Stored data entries
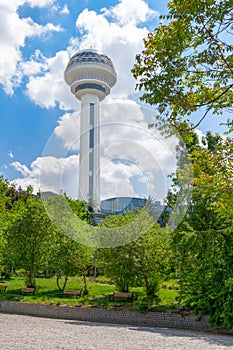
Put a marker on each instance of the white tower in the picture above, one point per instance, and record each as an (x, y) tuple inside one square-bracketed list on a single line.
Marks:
[(90, 75)]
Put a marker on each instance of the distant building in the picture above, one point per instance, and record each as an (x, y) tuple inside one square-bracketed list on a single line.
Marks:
[(118, 205), (90, 75)]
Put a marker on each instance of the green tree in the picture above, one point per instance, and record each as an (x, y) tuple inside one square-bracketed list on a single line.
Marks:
[(187, 63), (68, 256), (143, 261), (203, 242), (28, 238)]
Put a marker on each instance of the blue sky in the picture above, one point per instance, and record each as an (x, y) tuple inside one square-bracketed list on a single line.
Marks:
[(37, 39)]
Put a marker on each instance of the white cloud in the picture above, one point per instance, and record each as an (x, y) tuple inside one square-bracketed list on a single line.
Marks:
[(48, 87), (65, 10), (50, 174), (14, 32), (130, 12), (124, 37)]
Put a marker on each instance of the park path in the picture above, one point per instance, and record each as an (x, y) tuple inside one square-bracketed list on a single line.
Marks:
[(34, 333)]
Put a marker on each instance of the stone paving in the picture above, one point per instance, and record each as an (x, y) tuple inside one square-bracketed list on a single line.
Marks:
[(35, 333)]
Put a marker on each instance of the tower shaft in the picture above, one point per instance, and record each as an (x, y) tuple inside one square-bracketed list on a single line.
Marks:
[(89, 161)]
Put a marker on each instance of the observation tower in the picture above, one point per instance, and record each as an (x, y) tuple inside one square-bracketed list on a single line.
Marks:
[(90, 75)]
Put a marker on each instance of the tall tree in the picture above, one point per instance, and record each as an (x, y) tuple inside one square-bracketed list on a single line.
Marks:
[(144, 260), (203, 242), (28, 238), (187, 63)]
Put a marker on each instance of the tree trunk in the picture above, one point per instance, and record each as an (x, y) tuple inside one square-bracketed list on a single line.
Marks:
[(58, 279), (85, 292)]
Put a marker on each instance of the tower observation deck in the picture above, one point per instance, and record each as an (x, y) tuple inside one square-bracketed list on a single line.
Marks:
[(90, 75)]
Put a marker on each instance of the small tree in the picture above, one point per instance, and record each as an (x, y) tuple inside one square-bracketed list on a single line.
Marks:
[(28, 238)]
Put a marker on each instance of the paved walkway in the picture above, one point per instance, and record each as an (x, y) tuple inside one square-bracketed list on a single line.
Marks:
[(32, 333)]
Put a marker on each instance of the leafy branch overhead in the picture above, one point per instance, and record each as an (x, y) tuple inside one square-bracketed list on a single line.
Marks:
[(187, 63)]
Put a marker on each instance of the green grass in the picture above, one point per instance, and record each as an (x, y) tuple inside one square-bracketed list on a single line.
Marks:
[(47, 292)]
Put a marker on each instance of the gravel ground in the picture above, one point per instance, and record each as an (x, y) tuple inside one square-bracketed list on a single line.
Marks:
[(25, 332)]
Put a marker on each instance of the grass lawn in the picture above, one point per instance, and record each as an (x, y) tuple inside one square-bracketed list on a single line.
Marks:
[(47, 292)]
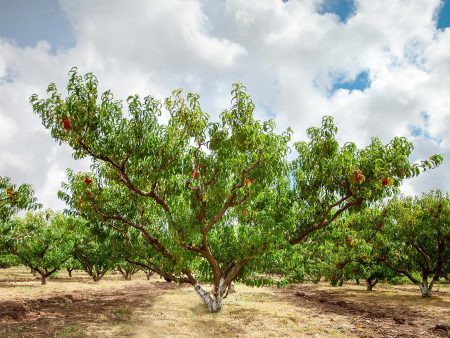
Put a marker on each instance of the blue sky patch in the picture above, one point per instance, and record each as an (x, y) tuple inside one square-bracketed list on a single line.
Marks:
[(28, 21), (344, 9), (444, 15), (360, 82)]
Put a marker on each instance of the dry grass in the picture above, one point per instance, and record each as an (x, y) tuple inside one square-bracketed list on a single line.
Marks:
[(250, 312), (140, 308)]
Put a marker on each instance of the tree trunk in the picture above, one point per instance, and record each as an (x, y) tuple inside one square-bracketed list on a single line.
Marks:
[(425, 288), (371, 282), (214, 301)]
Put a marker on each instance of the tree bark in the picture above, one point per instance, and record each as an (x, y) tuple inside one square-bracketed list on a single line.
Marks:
[(214, 302), (425, 288)]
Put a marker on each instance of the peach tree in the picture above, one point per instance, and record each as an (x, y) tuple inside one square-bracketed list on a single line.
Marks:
[(180, 183), (15, 198), (40, 241), (417, 238), (209, 195)]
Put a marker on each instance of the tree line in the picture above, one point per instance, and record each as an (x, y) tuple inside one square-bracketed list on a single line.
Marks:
[(197, 199)]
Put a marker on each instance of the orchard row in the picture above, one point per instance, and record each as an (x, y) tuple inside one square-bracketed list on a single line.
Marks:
[(219, 200)]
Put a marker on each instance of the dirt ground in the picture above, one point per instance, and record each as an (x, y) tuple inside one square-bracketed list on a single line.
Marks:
[(77, 307)]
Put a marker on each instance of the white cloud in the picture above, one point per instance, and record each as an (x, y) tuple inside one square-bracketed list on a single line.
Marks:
[(288, 55)]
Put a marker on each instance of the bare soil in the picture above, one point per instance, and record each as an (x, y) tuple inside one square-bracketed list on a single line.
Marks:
[(77, 307), (385, 312)]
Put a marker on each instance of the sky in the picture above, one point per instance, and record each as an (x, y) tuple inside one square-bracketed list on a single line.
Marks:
[(381, 68)]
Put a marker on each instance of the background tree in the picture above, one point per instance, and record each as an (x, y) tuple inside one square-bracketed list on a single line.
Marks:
[(40, 241), (417, 238), (94, 249)]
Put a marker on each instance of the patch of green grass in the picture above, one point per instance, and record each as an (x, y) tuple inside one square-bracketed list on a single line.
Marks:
[(71, 331)]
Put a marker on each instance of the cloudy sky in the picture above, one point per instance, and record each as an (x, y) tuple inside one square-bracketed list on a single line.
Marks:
[(381, 68)]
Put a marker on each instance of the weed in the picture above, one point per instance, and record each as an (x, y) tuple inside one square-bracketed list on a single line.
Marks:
[(71, 331)]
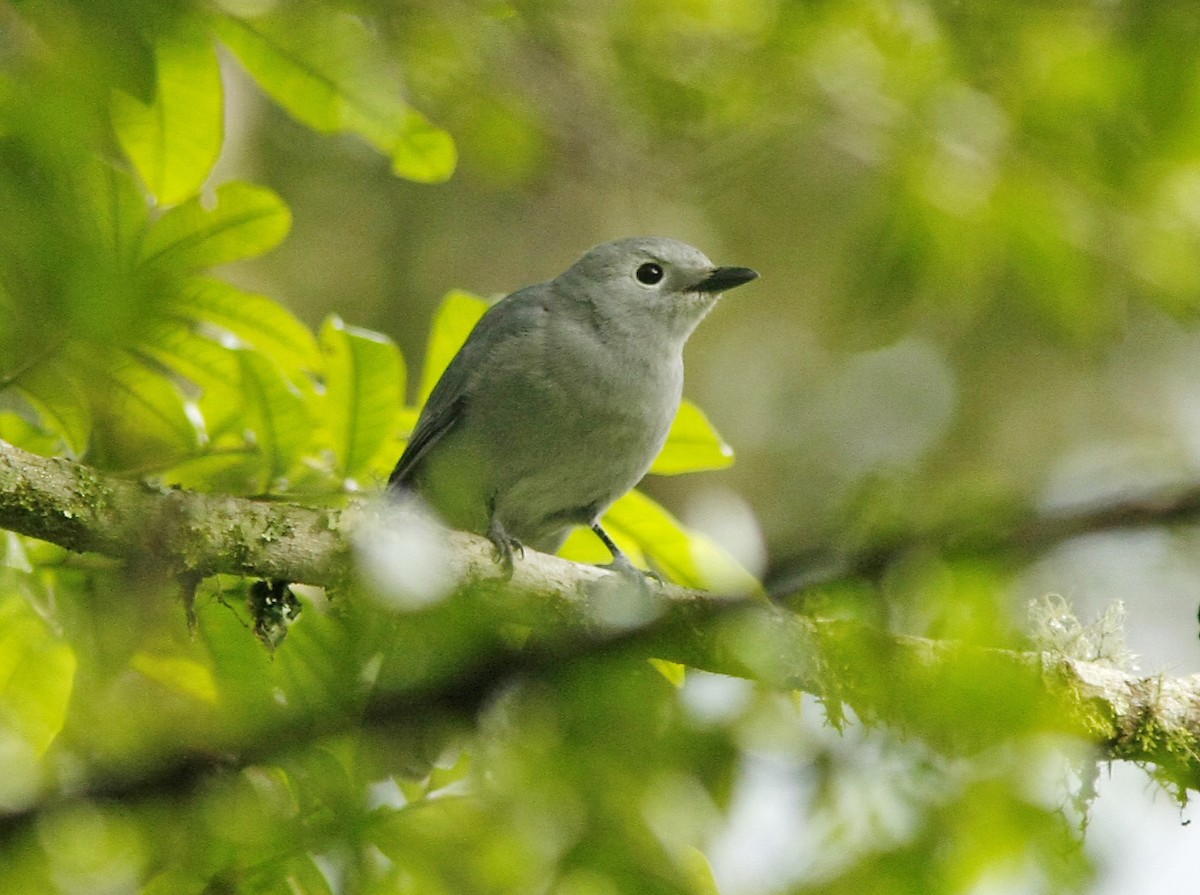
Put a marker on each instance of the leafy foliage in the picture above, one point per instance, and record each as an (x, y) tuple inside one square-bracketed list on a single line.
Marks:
[(121, 344)]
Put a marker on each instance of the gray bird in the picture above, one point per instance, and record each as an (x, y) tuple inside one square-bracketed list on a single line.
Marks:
[(563, 395)]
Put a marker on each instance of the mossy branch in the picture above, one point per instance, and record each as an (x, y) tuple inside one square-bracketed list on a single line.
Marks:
[(881, 676)]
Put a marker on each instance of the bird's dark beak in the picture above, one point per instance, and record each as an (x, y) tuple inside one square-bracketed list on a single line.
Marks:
[(725, 278)]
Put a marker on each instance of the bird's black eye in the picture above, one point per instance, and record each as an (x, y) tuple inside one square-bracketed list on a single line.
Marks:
[(649, 274)]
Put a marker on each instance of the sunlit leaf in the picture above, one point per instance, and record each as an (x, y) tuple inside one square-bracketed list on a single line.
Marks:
[(139, 415), (54, 390), (454, 320), (693, 445), (277, 416), (36, 673), (174, 140), (364, 394), (208, 367), (245, 221), (16, 430), (255, 320), (120, 209), (325, 70), (689, 558)]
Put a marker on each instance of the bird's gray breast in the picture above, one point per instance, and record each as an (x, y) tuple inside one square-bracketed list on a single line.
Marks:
[(576, 415)]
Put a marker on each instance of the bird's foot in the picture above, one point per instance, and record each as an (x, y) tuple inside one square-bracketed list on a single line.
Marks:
[(621, 563), (504, 546)]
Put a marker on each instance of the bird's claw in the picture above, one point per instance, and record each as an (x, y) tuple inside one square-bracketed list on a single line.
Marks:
[(504, 546), (623, 565)]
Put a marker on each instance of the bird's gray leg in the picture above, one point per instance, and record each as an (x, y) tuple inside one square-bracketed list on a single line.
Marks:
[(504, 545), (621, 563)]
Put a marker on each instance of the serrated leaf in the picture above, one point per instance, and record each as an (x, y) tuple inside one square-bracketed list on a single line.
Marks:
[(364, 394), (18, 431), (120, 209), (689, 558), (252, 319), (174, 139), (329, 73), (139, 415), (209, 367), (454, 320), (276, 415), (54, 390), (245, 221), (36, 674), (693, 445)]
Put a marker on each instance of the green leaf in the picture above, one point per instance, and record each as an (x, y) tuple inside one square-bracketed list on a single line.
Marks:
[(18, 431), (174, 139), (454, 320), (54, 390), (364, 394), (329, 73), (120, 208), (208, 366), (244, 222), (687, 557), (180, 674), (255, 320), (277, 418), (36, 674), (693, 445), (139, 415)]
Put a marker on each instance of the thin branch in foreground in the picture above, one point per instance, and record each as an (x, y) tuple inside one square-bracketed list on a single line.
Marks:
[(1137, 718)]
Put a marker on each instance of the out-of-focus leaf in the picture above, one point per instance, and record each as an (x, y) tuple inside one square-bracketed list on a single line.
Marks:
[(693, 445), (36, 674), (244, 222), (689, 558), (325, 70), (54, 390), (251, 319), (364, 392), (174, 139), (179, 674), (120, 208), (454, 320), (276, 415), (139, 414), (208, 366), (18, 431)]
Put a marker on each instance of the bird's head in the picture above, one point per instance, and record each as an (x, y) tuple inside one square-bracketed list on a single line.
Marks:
[(651, 282)]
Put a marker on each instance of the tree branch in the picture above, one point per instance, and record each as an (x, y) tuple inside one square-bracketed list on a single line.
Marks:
[(1129, 716)]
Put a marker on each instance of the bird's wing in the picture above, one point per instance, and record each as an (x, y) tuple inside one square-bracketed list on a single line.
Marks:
[(508, 318)]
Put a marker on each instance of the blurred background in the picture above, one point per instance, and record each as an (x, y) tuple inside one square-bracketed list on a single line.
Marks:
[(978, 230)]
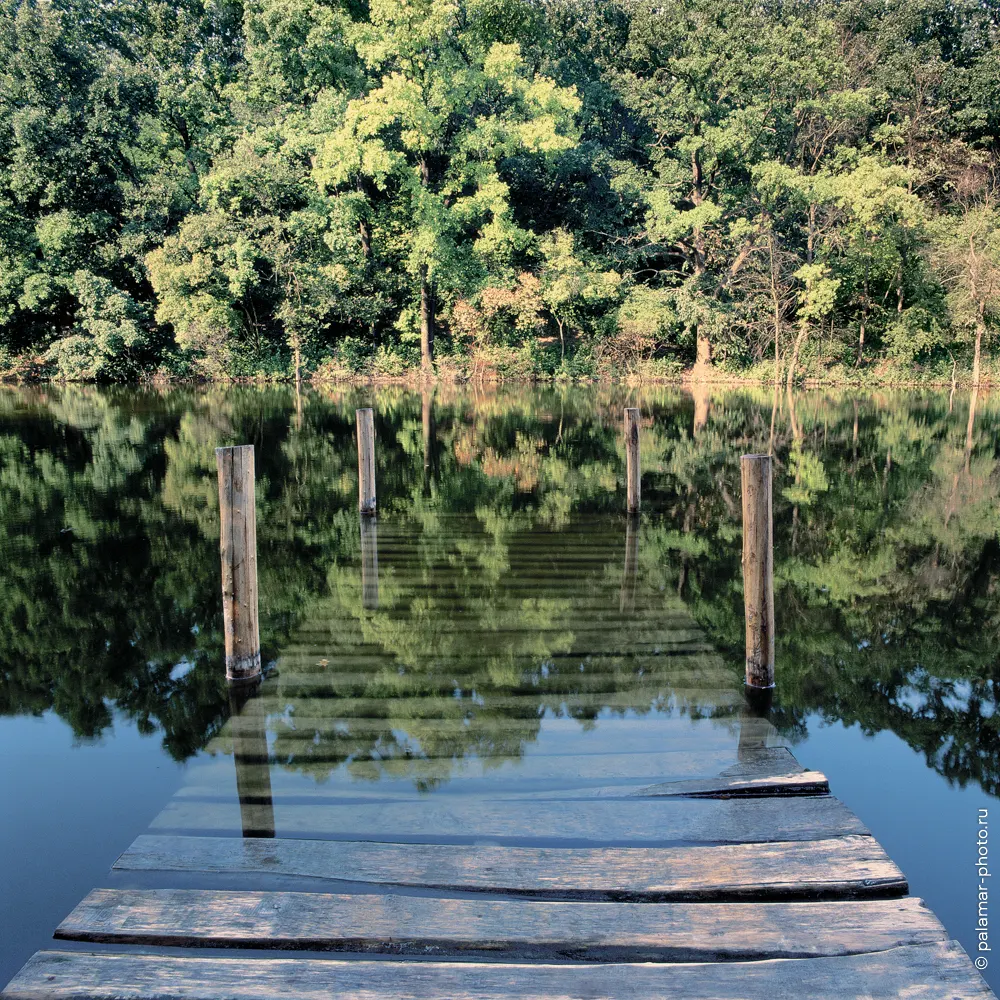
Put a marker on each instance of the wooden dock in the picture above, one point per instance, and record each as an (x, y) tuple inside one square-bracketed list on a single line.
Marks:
[(692, 857), (734, 874)]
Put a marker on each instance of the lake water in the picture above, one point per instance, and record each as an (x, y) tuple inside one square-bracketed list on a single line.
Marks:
[(502, 612)]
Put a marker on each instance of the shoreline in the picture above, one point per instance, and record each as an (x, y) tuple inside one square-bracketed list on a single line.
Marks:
[(417, 379)]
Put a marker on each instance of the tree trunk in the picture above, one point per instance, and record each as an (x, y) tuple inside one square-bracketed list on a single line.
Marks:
[(970, 426), (799, 341), (702, 407), (704, 357), (426, 323), (865, 311), (975, 357)]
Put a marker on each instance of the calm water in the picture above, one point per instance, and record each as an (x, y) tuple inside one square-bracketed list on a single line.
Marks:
[(511, 615)]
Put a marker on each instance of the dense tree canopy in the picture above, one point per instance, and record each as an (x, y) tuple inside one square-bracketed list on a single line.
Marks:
[(494, 188)]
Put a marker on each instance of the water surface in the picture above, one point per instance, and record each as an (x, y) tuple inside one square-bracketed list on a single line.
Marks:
[(502, 610)]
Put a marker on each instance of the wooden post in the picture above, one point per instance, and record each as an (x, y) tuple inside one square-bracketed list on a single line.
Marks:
[(238, 546), (250, 758), (758, 569), (366, 460), (632, 470), (369, 563)]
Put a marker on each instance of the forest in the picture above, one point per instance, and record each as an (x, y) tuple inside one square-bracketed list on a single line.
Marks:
[(493, 190)]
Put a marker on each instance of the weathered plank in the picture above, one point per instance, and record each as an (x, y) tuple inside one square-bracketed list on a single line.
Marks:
[(539, 736), (804, 783), (382, 677), (939, 971), (452, 819), (854, 866), (678, 772), (511, 929), (440, 707)]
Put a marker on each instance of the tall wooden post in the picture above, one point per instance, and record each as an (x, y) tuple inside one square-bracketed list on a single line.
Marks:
[(633, 471), (366, 460), (369, 563), (238, 546), (758, 569)]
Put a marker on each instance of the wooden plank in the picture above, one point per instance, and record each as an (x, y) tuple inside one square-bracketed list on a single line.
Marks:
[(939, 971), (537, 735), (373, 674), (688, 773), (452, 819), (512, 929), (854, 866), (804, 783), (707, 700)]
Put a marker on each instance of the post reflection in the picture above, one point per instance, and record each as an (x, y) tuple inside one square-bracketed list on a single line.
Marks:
[(755, 723), (253, 772), (369, 563), (631, 570)]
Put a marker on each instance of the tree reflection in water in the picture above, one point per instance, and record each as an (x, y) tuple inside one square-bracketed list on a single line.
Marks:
[(503, 566)]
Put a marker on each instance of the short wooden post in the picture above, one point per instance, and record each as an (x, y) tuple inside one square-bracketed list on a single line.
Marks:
[(366, 460), (633, 471), (758, 569), (369, 563), (238, 547)]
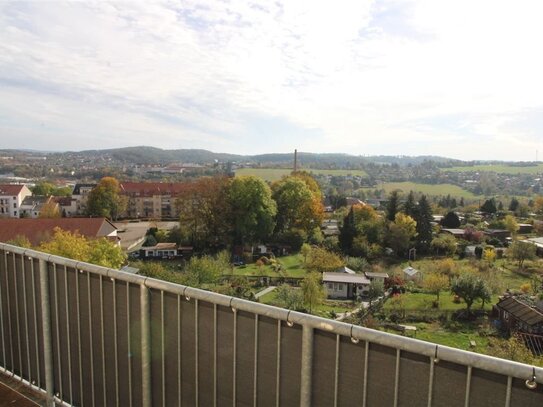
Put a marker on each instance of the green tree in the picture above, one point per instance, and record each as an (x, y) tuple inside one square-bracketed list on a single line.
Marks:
[(489, 206), (312, 290), (400, 233), (450, 220), (21, 241), (205, 270), (305, 251), (424, 221), (75, 246), (521, 251), (444, 244), (252, 209), (470, 288), (375, 290), (435, 283), (393, 205), (511, 225), (322, 260), (105, 253), (410, 205), (289, 297), (297, 205), (106, 200)]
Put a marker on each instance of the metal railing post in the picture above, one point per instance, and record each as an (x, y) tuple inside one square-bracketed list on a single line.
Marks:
[(145, 346), (47, 333), (307, 366)]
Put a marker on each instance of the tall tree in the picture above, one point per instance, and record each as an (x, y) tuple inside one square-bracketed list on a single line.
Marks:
[(252, 209), (450, 220), (424, 224), (312, 290), (298, 204), (521, 251), (203, 211), (106, 200), (470, 288), (410, 205), (400, 233), (489, 206), (393, 205)]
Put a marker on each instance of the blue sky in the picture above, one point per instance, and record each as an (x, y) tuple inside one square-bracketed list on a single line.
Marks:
[(454, 78)]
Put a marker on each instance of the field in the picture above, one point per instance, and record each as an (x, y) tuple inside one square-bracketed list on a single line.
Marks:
[(274, 174), (501, 169), (292, 267), (428, 189)]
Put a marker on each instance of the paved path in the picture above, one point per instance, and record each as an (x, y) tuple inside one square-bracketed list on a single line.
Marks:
[(265, 291)]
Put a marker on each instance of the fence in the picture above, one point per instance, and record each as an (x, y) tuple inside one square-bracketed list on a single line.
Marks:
[(91, 336)]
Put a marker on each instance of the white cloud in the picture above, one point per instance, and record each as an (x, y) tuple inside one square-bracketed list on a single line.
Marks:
[(392, 77)]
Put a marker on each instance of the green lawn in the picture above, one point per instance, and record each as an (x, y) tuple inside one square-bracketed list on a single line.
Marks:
[(428, 189), (324, 310), (274, 174), (435, 333), (292, 267), (423, 301), (502, 169)]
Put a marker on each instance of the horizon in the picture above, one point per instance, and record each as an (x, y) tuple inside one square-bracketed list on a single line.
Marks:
[(411, 78)]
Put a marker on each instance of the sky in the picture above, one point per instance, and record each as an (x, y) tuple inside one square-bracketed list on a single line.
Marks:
[(460, 78)]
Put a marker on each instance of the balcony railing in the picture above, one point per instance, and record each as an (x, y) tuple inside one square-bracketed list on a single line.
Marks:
[(91, 336)]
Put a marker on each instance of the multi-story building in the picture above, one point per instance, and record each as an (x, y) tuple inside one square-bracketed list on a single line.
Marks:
[(152, 199), (81, 196), (32, 206), (11, 198)]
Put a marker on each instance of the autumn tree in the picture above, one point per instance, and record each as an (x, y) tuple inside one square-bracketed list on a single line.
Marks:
[(75, 246), (322, 260), (444, 244), (298, 206), (424, 219), (106, 200), (450, 220), (511, 225), (393, 205), (521, 251), (203, 211), (49, 210), (435, 283), (470, 288), (252, 209), (312, 290), (401, 232)]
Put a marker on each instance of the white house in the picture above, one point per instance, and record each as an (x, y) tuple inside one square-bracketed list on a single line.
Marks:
[(11, 198), (345, 285)]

▶ [ABOUT THIS TASK]:
After going through the entries, say how many lines contain the string "leafy". Nothing else belongs in the reply.

▶ [RESULT BELOW]:
2